━━ Provided records ━━
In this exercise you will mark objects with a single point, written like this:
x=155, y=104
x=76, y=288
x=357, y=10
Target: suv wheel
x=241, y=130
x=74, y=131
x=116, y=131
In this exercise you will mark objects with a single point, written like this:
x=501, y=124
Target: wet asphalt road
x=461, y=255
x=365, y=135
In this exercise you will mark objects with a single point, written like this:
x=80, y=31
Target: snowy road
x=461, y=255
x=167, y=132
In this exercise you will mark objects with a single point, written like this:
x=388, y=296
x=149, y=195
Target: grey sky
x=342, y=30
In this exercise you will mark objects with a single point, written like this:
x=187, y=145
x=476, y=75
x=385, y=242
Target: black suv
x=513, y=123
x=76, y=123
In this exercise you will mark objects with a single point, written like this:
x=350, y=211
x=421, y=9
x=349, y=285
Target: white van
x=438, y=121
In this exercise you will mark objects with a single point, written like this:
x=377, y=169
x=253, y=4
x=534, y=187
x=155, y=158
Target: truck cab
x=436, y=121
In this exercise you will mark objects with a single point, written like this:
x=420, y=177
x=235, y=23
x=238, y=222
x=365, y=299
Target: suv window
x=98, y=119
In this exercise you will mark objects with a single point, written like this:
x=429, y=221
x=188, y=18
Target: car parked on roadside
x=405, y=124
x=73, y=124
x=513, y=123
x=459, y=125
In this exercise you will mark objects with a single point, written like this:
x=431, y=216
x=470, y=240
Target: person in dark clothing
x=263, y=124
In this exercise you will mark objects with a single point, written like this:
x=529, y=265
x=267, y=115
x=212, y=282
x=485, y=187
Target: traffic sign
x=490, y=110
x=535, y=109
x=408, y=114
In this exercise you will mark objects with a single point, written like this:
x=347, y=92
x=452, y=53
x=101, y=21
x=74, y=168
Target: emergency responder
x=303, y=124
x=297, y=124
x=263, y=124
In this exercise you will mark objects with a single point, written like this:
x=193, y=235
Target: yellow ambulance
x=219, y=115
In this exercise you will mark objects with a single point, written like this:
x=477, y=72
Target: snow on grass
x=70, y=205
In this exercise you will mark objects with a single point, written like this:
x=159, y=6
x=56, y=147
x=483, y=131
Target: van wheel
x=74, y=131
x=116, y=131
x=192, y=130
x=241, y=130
━━━
= Given problem =
Print the lines above again without any changes, from the start of the records to the line containing "x=342, y=30".

= Result for this exercise =
In this exercise you will mark objects with a single point, written like this:
x=155, y=104
x=76, y=288
x=357, y=10
Target: suv wheel
x=241, y=130
x=74, y=131
x=116, y=131
In this exercise you will mark objects with a single point, written like this:
x=501, y=124
Target: wet asphalt road
x=461, y=255
x=365, y=135
In this exercise you will mark objects with a single point, written like this:
x=80, y=31
Target: snowy road
x=461, y=255
x=167, y=132
In this exercise you will mark objects with a single point, written like this:
x=388, y=296
x=149, y=195
Target: grey sky
x=342, y=30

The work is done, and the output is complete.